◆ Input records

....

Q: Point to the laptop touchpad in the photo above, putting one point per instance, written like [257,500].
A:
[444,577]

....

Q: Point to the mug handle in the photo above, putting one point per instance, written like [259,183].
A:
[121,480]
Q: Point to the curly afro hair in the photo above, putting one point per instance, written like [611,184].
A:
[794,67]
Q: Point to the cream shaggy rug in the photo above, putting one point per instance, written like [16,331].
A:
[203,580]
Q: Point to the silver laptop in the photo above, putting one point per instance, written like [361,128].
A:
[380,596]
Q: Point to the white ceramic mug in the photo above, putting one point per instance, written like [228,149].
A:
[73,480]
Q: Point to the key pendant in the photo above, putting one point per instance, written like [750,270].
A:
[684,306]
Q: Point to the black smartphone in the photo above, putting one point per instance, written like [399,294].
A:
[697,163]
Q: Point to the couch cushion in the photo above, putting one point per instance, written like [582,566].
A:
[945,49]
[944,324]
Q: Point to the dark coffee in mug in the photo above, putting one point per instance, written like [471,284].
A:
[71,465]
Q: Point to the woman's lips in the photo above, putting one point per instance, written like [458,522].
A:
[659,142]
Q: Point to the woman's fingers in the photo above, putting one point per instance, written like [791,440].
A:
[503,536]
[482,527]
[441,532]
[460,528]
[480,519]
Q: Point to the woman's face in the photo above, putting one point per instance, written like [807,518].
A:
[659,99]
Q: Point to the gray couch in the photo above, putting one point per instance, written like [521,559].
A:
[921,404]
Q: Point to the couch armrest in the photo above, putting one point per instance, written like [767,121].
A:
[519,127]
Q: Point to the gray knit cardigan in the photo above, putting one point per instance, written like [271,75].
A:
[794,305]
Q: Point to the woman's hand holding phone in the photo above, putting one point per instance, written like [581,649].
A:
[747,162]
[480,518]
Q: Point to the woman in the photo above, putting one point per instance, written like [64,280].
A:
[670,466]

....

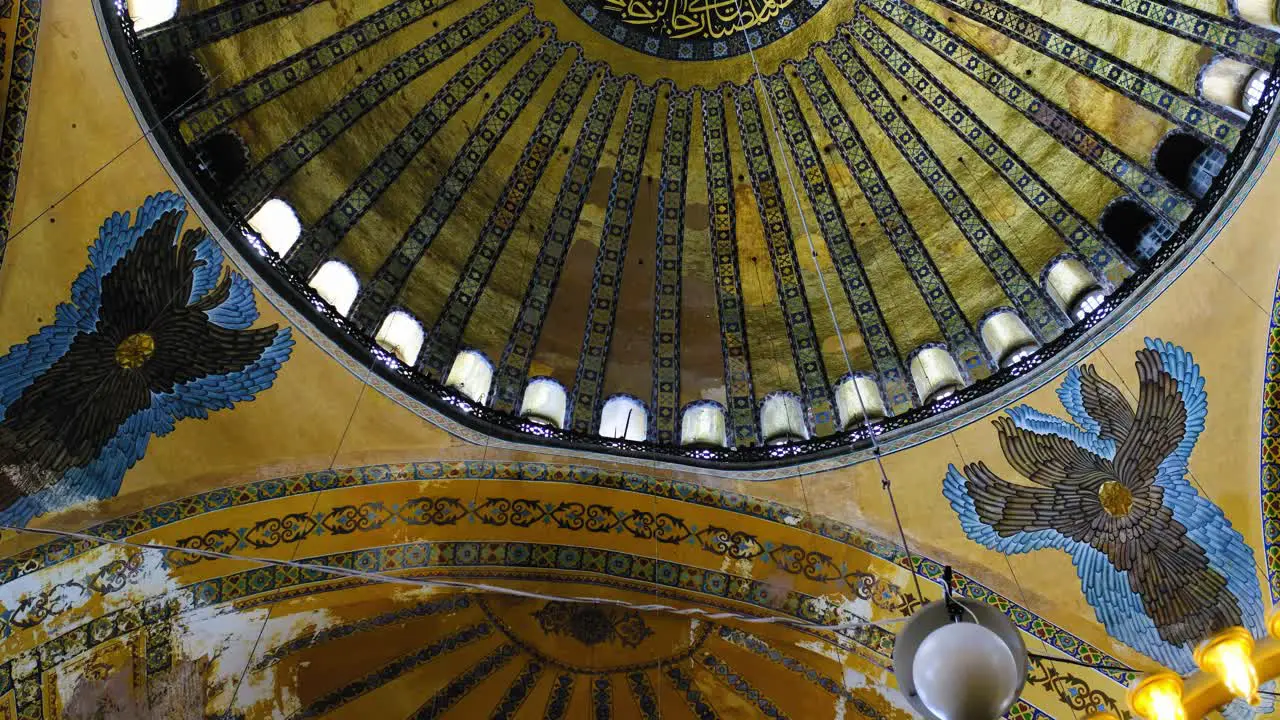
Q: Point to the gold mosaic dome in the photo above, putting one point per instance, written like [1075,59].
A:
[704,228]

....

◆ Task goal
Copy out every line above where "laptop" is present.

◆ Answer to the exercise
Q: Point to the laptop touchpad in the photo above, putting one point per instance, written like [257,500].
Q: Point to the silver laptop in the photo above, putting one point per instance, written like [361,128].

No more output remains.